» **Text segment**:
************

Beijing accuses Ofcom of being ‘manipulated by anti-China forces’ after TV licence is revoked

Beijing accuses Ofcom of being ‘manipulated by anti-China forces’ after TV licence is revoked

February 5, 2021 0 By boss


Ofcom has revoked the broadcast licence Of Chinese state-Owned TV Channel CGTN - Getty
Ofcom has revoked the broadcast licence Of Chinese state-Owned TV Channel CGTN – Getty

Chinese state broadcaster CGTN pushed back on Ofcom’s decision to revoke its licence to broadcast in the UK, accusing the regulator of being “manipulated by extreme right-wing organisations and anti-China forces”.

The state media outlet said in a statement that it was disappointed by the decision, and that its broadcasts over 18 years in the UK were a public service.

On Thursday, Ofcom revoked CGTN’s license after finding it was “ultimately controlled by the Chinese Communist Party”, violating rules that require organisations broadcasting in the UK to exercise editorial oversight over programmes shown, and not to be controlled by political bodies.

The decision can be challenged in British courts, though CGTN has not said whether it has plans to do so. While CGTN is being pulled from British airwaves, the organisation is still able to publish content on Western social media, and on its own website.

Western politicians, including in the UK, have increasingly raised concerns over disinformation and espionage risks posed by the expansion of Chinese state media overseas.

Indeed over the past year, three Chinese people understood to be intelligence officers for China’s Ministry of State Security arrived in the UK under the false pretext of working for state media outlets, the Telegraph has revealed.

China has invested billions of dollars in building its state media presence overseas, with state-controlled outlets including CGTN, Xinhua, and China Daily establishing bureaus and broadcast hubs in major cities, including London.

Efforts picked up pace after leader Xi Jinping in 2016 encouraged state media “to tell China’s stories well”.

Chinese state media, government officials, and embassies have also proliferated on Western social media seeking to present China’s narrative on a range of global issues from human rights abuses in Xinjiang to the origins of the coronavirus pandemic.

Some platforms, such as Twitter, have begun labelling accounts as “China state-affiliated media” or “China government account”.

In January, Twitter locked the account for China’s US embassy for a tweet that defended Beijing’s policy toward Muslim Uighurs in Xinjiang.

Such material published by Chinese state media is typically aimed at audiences outside of China, as platforms like Twitter and Facebook are banned within the country by government censors, which tightly control news and information.

CGTN is an English-language broadcaster part of a family of channels linked to China Central Television (CCTV) headquartered in Beijing and overseen by the country’s cabinet, supervised by the ruling Communist Party.

Ofcom is expected to “conclude separate sanctions proceedings against CGTN for due impartiality and fairness and privacy breaches shortly”, the regulator said in a statement.

************

» **Provided data**:
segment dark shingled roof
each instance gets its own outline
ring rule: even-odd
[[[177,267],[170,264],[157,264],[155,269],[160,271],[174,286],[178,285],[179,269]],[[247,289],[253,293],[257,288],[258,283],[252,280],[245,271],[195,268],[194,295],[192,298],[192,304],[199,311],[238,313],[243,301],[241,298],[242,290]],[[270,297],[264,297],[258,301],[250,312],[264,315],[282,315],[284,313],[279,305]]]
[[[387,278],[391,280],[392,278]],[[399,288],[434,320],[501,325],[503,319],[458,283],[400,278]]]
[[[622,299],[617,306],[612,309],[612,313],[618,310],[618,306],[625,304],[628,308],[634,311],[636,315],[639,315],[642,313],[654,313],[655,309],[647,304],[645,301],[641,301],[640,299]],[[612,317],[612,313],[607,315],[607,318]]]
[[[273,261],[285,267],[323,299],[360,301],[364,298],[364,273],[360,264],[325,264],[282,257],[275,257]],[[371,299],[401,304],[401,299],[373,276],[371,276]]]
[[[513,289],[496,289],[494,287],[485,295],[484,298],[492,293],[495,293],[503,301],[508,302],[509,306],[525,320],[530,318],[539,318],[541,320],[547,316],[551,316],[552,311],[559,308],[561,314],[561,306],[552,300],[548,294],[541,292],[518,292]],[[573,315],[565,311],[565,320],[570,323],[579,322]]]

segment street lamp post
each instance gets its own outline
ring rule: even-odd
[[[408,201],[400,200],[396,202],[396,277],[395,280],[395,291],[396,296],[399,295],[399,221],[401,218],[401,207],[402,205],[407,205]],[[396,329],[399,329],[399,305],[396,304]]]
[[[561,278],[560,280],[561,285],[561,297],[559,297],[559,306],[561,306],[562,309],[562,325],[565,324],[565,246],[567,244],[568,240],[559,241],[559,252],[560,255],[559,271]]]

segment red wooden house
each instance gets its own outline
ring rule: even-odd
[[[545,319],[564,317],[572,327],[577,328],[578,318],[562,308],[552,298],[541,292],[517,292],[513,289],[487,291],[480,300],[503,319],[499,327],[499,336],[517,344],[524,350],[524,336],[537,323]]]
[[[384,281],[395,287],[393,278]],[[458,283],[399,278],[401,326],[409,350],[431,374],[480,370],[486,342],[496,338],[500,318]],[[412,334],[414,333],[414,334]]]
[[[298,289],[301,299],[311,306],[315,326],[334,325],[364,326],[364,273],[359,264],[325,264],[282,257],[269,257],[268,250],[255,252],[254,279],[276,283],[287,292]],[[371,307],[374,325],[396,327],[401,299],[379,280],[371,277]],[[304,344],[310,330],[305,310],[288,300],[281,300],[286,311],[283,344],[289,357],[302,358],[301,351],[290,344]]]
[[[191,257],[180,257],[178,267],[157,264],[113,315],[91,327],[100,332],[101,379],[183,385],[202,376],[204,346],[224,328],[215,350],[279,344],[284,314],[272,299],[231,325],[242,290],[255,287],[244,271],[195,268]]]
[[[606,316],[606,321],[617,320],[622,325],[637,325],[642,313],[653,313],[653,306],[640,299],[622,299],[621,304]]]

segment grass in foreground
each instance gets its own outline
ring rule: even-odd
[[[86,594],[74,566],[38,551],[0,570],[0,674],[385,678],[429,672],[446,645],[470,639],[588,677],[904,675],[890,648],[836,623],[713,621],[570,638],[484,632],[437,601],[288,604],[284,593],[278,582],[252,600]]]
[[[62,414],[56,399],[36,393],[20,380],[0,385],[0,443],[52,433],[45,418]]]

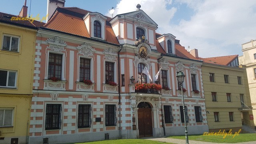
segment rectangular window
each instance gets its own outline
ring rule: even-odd
[[[219,122],[219,112],[214,112],[214,120],[215,122]]]
[[[224,75],[224,80],[225,80],[225,83],[228,83],[228,75]]]
[[[124,86],[125,81],[124,81],[124,74],[122,75],[122,86]]]
[[[167,84],[167,71],[161,70],[161,76],[162,79],[162,87],[163,88],[168,87]]]
[[[240,94],[240,100],[241,101],[241,106],[244,107],[244,94]]]
[[[83,82],[84,80],[91,79],[91,60],[80,58],[79,81]]]
[[[196,75],[191,74],[191,82],[192,83],[192,90],[193,91],[197,90],[196,89]]]
[[[184,113],[183,113],[183,106],[180,106],[180,117],[181,117],[181,122],[184,122]],[[188,122],[188,108],[186,106],[185,106],[185,116],[186,118],[186,122]]]
[[[229,121],[234,121],[234,118],[233,117],[233,112],[228,112],[229,113]]]
[[[13,108],[0,108],[0,127],[12,126]]]
[[[62,67],[62,54],[49,53],[48,78],[56,77],[61,79]]]
[[[60,129],[61,104],[46,104],[45,130]]]
[[[92,107],[90,104],[78,104],[78,116],[77,122],[78,128],[91,127],[91,111]]]
[[[241,76],[238,76],[237,77],[237,80],[238,81],[238,84],[242,84],[242,78]]]
[[[165,123],[172,123],[173,122],[173,116],[172,114],[172,106],[164,106],[164,111]]]
[[[18,52],[19,41],[18,36],[4,35],[2,50]]]
[[[210,81],[212,82],[214,82],[214,74],[209,73],[210,74]]]
[[[116,106],[115,104],[106,104],[105,114],[106,115],[106,126],[116,126]]]
[[[105,65],[106,83],[114,82],[114,62],[106,62]]]
[[[226,93],[227,94],[227,99],[228,100],[228,102],[230,102],[231,101],[231,94],[230,93]]]
[[[201,107],[195,106],[195,114],[196,114],[196,122],[202,122],[203,121],[203,117],[202,115]]]
[[[217,98],[216,98],[216,92],[212,92],[212,98],[213,102],[217,101]]]
[[[15,88],[17,71],[0,70],[0,87]]]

************

» **Task**:
Answer these questions from the CGTN article.
(a) For how many years did CGTN say it had broadcast in the UK?
(b) In what year did Xi Jinping encourage state media "to tell China's stories well"?
(c) Whose account did Twitter lock in January?
Rely only on the CGTN article for what comes next.

» **Written reply**:
(a) 18 years
(b) 2016
(c) China's US embassy